• **EXERCISE OBJECTIVE**
In the article on climate policy, what share of Americans rate climate change as their major concern, according to Gallup?

March 25, 2024 - 6:00pm

For a policy that requires sacrifice, at least for the masses, the climate agenda lacks one critical element: public support. Even in ultra-green Europe, there is a growing resistance among politicians and the public towards extreme climate policies. In America, too, climate scepticism is growing. Given that Joe Biden rolled out new pollution standards for non-electric cars last week, this public shift should provide discomfort among the Democratic establishment.

While most Americans concede that climate change is real, it’s not much of a priority: only 2% rate it as their major concern, according to Gallup, well below the figures for immigration, inflation, government competence and reducing poverty. These sentiments are even more pronounced among working-class voters: even as the Biden administration expends hundreds of billions in taxpayer funds to “green projects”, the average American doesn’t want to spend more than $2.50 a week to combat climate change.

Now, instead of mobilising the masses, the climate lobby increasingly rejects the idea of popular consent. In the EU, the US and individual states such as California, vague legislative goals are left to “experts” for implementation. Aware they are unlikely to get public backing for such things as electric car mandates, consistently higher energy prices or the removal of gas stoves, the climate lobby seeks to employ the bureaucracy — in concert with academics and nonprofits — to impose policies which lack public support.

• **INFORMATION SHOWN**
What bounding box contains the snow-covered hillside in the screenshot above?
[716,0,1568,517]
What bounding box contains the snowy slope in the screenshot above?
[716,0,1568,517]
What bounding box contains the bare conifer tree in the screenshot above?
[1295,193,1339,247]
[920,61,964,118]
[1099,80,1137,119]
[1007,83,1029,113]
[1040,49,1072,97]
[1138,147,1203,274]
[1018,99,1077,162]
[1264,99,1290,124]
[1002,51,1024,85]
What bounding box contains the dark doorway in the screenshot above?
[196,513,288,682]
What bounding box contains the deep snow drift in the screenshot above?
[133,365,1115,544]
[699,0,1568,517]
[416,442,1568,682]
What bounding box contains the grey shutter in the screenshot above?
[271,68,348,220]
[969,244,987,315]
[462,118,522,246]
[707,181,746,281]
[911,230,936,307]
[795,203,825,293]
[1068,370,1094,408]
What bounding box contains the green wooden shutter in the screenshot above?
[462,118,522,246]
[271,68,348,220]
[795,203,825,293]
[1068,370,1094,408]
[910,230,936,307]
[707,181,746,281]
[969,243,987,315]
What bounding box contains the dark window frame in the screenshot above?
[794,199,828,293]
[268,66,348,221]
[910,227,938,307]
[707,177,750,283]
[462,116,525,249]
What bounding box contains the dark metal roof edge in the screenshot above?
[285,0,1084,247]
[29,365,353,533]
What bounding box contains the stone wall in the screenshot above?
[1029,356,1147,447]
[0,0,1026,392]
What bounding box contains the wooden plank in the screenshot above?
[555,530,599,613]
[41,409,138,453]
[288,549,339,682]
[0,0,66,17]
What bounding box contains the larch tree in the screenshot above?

• **PROBLEM SOLUTION**
Only 2%.